» **TASK REQUIREMENTS**
The records that follow should be copied out exactly, pictures excluded.

***** DATA EXTRACTS

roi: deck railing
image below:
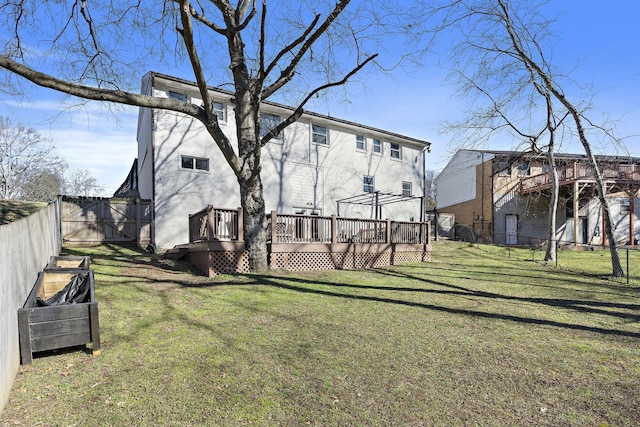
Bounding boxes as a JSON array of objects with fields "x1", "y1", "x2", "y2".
[
  {"x1": 188, "y1": 207, "x2": 430, "y2": 245},
  {"x1": 521, "y1": 162, "x2": 640, "y2": 192},
  {"x1": 188, "y1": 205, "x2": 242, "y2": 242}
]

**********

» **EXPECTED OUTPUT**
roi: deck railing
image below:
Bounding boxes as a JSON array of objects with fields "x1", "y1", "x2", "y2".
[
  {"x1": 188, "y1": 207, "x2": 430, "y2": 245},
  {"x1": 521, "y1": 162, "x2": 640, "y2": 192},
  {"x1": 188, "y1": 205, "x2": 242, "y2": 242}
]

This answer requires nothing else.